Directions
Copy out each line of the data that holds the string "below".

Material for this exercise
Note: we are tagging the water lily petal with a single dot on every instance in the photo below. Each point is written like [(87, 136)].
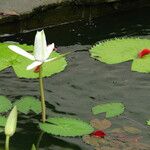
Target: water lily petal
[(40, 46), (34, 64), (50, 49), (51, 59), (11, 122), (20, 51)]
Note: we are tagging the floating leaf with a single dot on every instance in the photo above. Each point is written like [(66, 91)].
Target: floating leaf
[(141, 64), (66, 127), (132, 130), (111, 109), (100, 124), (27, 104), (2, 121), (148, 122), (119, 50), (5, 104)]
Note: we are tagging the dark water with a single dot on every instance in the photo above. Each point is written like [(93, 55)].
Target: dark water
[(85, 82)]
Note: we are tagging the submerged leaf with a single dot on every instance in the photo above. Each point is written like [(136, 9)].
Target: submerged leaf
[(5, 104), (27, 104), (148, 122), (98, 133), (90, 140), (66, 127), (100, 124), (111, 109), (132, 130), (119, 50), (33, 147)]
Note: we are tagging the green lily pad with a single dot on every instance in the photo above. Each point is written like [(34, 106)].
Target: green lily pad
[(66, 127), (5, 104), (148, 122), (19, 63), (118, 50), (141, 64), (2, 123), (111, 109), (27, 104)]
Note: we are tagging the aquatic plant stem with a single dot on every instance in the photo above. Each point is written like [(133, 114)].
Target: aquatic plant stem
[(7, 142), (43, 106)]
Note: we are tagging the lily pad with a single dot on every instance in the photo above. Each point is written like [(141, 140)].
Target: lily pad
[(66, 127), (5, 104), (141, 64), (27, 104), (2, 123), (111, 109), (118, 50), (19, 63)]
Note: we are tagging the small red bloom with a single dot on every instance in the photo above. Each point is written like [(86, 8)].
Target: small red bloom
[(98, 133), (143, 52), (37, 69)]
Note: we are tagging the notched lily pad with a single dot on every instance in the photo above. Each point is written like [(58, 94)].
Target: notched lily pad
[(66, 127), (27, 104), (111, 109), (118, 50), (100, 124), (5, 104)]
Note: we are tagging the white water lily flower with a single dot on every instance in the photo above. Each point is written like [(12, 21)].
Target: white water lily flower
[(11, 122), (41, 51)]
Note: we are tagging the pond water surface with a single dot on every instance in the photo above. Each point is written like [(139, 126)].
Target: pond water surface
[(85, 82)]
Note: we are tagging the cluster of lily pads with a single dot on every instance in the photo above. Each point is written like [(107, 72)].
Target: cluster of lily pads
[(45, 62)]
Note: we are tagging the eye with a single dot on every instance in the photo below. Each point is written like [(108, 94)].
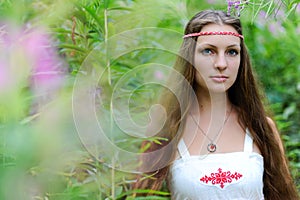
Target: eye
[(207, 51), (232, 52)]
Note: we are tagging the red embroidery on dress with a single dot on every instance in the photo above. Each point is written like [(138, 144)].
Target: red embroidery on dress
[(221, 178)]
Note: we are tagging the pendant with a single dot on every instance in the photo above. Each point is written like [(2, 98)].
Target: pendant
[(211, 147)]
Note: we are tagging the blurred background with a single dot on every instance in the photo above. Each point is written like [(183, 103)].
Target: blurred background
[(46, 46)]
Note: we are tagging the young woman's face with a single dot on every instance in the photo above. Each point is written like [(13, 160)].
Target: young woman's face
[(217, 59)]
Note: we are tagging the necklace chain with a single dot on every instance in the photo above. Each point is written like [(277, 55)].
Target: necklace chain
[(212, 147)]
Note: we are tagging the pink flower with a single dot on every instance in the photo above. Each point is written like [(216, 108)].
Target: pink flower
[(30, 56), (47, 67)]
==
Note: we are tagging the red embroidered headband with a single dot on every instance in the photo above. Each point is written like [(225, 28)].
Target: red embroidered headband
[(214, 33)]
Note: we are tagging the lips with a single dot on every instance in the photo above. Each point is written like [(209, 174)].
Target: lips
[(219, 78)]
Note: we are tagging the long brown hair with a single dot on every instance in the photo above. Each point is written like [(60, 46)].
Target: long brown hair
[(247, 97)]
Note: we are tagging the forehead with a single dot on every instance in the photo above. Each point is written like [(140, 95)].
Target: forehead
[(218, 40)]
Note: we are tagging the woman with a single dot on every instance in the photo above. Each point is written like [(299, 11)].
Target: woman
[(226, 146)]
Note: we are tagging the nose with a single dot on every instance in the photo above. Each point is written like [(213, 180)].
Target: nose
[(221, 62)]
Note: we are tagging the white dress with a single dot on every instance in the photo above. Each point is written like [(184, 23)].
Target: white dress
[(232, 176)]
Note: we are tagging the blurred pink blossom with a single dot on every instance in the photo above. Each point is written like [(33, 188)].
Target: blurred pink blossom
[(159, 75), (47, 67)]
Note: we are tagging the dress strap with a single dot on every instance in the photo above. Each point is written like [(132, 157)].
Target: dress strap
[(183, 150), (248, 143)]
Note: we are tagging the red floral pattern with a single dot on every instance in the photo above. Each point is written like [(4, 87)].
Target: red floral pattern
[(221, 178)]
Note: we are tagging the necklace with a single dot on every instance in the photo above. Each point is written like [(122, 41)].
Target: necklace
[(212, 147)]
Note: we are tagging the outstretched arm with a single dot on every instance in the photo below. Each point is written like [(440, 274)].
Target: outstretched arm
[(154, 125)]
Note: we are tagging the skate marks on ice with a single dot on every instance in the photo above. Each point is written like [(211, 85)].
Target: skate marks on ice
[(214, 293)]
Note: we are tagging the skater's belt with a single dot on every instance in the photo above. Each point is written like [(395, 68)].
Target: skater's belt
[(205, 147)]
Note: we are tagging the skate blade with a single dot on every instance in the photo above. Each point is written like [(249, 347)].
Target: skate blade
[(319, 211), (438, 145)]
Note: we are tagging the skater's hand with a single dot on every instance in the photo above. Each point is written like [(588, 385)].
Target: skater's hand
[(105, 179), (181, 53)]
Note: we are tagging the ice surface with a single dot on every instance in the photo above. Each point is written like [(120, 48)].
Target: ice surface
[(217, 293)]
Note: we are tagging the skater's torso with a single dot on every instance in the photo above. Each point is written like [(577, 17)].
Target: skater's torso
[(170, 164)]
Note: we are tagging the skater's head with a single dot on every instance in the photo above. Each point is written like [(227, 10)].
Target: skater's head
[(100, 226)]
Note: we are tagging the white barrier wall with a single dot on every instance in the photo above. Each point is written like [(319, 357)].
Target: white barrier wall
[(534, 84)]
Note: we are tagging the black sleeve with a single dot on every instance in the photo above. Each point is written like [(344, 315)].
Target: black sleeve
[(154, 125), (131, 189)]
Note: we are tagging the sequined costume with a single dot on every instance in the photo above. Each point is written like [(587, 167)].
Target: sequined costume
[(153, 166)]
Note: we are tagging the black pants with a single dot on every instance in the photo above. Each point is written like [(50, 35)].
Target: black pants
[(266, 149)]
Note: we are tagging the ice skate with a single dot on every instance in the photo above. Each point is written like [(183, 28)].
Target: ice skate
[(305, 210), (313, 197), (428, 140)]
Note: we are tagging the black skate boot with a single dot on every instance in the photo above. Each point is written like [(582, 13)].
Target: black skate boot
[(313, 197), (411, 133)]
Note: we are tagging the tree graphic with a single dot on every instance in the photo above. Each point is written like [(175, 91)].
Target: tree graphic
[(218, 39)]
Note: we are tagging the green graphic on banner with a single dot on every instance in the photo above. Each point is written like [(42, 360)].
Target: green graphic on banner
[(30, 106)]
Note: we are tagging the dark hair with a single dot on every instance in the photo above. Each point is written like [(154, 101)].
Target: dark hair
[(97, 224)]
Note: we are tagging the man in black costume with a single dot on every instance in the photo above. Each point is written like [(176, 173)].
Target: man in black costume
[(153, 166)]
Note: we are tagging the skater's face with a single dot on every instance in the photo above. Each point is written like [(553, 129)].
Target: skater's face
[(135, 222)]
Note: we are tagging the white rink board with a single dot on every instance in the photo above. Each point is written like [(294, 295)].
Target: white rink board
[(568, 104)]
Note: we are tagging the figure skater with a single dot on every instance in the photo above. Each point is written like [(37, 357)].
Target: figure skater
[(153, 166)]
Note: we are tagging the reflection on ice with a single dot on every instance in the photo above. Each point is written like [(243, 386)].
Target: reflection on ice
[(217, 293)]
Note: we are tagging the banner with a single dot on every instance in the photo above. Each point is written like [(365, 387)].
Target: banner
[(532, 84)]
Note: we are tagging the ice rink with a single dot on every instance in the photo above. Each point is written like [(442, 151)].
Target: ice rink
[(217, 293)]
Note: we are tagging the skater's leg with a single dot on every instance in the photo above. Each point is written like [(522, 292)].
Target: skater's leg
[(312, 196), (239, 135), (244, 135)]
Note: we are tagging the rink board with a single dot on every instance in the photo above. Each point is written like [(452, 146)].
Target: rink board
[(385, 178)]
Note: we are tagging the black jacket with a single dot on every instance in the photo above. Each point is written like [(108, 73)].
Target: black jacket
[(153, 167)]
==
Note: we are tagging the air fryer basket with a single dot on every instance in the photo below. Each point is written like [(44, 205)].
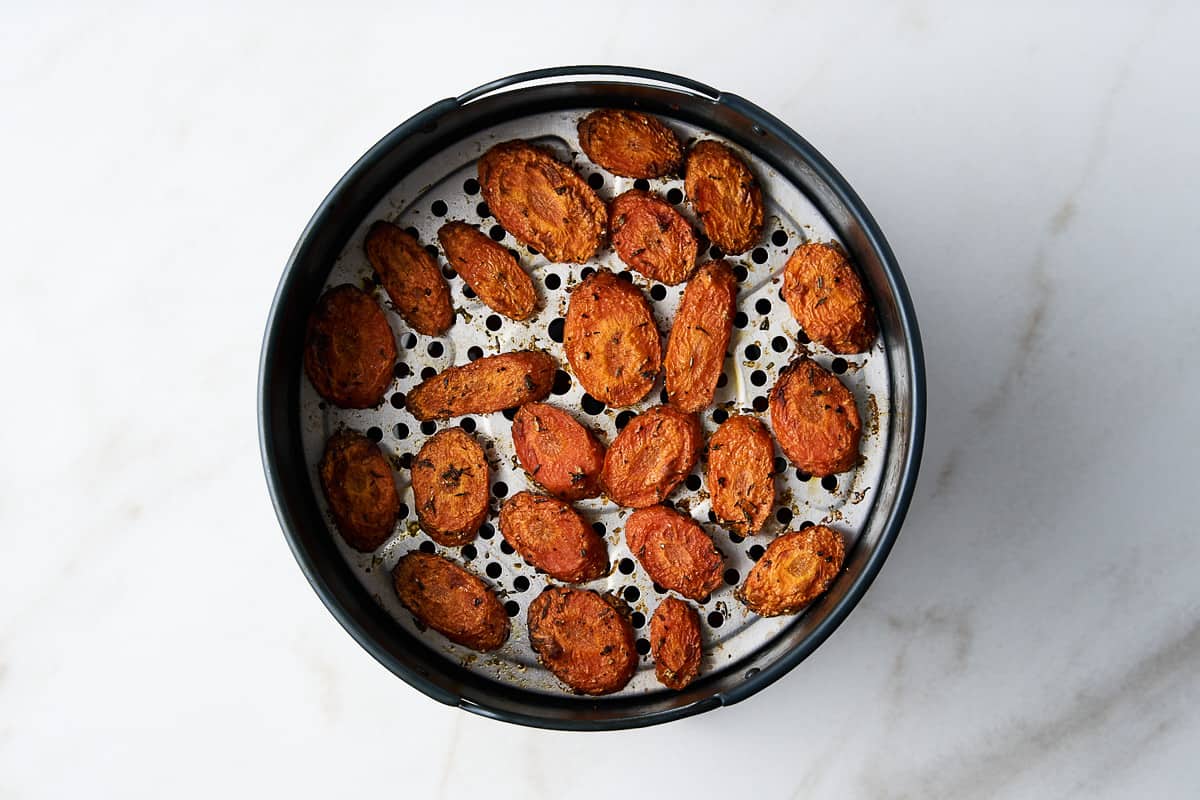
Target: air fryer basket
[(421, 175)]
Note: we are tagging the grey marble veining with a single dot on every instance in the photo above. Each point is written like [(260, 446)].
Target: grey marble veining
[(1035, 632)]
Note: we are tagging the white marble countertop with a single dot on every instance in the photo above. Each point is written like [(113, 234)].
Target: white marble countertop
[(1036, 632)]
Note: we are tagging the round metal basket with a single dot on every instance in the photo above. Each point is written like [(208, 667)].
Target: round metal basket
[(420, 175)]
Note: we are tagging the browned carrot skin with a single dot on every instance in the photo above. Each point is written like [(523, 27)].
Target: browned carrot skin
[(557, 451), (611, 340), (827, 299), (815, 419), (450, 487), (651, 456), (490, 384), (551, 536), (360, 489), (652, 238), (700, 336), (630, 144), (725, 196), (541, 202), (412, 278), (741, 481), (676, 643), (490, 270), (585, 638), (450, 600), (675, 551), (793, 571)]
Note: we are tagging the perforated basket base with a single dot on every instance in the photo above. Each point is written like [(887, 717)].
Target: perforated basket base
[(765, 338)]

Exercise solution
Note: we are tagging the water lily petal with a single dot on every instance in the photo below. Each point is written like [(87, 136)].
Note: we are tagging the eye with a single dot on every instance in the photo below. Each point is written like [(108, 94)].
Note: we are tagging the outstretched arm with a single dot on every instance in the photo below. Each point is written like [(440, 274)].
Note: we are tagging the air fryer basket with a single dot on every instance in the photo below. Each point is written like [(44, 205)].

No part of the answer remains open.